Objetivo 1: Segundo a página sobre a competência da Justiça Federal, em que a Justiça Federal é organizada?
Objetivo 2: Reproduza sem mudanças o trecho da página sobre a competência da Justiça Federal que vai de "A opção prevista" até "dividida em comarcas.".

Página:

Dizer o Direito

segunda-feira, 5 de setembro de 2016

A opção prevista no § 2º do art. 109 da CF/88 é aplicável também para os processos de mandado de segurança?



Competência da Justiça Federal
A competência da Justiça Federal vem prevista nos arts. 108 e 109 do Texto Constitucional.
No art. 109 estão elencadas as competências dos juízes federais, ou seja, a competência da Justiça Federal de 1ª instância.
O art. 108, por sua vez, define as competências da Justiça Federal de 2ª instância, isto é, dos Tribunais Regionais Federais.

Competência material da Justiça Federal
As matérias que são julgadas pela Justiça Federal estão previstas nos incisos do art. 109 da CF/88.

Competência territorial da Justiça Federal
A Justiça Estadual é dividida em comarcas.
A Justiça Federal, por sua vez, é organizada em seções judiciárias.
Assim, em se tratando de Justiça Federal, não é correto falarmos em comarca, mas sim seção judiciária.

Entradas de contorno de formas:

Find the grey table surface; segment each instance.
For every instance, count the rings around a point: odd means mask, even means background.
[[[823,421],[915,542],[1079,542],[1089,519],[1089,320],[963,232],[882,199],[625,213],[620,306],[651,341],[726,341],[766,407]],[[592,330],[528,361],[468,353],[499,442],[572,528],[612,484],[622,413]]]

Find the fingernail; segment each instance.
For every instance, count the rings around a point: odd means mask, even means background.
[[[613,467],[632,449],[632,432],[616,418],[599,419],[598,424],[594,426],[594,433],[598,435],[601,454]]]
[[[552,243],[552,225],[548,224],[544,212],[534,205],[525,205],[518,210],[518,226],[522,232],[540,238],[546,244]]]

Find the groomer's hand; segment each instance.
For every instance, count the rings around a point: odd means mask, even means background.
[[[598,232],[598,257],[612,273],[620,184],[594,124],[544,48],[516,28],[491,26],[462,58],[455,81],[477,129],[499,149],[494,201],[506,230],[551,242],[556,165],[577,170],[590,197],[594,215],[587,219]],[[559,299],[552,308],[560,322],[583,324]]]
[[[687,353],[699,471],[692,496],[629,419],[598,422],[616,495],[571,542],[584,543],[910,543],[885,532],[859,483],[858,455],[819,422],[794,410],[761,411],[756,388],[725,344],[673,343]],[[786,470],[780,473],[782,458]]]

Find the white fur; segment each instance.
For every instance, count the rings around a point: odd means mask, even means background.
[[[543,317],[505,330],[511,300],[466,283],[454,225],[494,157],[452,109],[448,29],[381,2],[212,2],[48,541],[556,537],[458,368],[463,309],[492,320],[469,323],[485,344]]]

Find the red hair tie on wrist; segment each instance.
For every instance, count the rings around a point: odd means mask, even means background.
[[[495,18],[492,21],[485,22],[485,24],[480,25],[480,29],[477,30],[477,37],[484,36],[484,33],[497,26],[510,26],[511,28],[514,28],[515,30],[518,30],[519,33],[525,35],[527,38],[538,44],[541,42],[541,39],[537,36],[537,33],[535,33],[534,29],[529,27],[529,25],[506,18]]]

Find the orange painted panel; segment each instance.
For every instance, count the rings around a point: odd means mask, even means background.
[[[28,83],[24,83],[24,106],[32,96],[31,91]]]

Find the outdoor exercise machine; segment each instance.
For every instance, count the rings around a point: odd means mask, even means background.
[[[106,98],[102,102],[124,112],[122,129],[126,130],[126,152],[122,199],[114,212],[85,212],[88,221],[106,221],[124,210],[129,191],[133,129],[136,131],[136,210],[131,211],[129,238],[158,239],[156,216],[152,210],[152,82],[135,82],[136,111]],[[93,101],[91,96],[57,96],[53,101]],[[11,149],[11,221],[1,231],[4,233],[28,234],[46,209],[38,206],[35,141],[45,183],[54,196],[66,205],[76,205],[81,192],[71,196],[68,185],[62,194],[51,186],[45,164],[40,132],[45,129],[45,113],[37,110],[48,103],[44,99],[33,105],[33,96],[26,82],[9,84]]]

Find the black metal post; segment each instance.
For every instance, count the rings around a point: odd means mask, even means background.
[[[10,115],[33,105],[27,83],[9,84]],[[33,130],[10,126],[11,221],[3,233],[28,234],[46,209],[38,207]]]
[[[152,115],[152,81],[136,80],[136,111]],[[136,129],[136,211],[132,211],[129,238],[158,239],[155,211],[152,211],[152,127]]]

Resposta completa 1: Em seções judiciárias.

Resposta completa 2:
A opção prevista no § 2º do art. 109 da CF/88 é aplicável também para os processos de mandado de segurança?



Competência da Justiça Federal
A competência da Justiça Federal vem prevista nos arts. 108 e 109 do Texto Constitucional.
No art. 109 estão elencadas as competências dos juízes federais, ou seja, a competência da Justiça Federal de 1ª instância.
O art. 108, por sua vez, define as competências da Justiça Federal de 2ª instância, isto é, dos Tribunais Regionais Federais.

Competência material da Justiça Federal
As matérias que são julgadas pela Justiça Federal estão previstas nos incisos do art. 109 da CF/88.

Competência territorial da Justiça Federal
A Justiça Estadual é dividida em comarcas.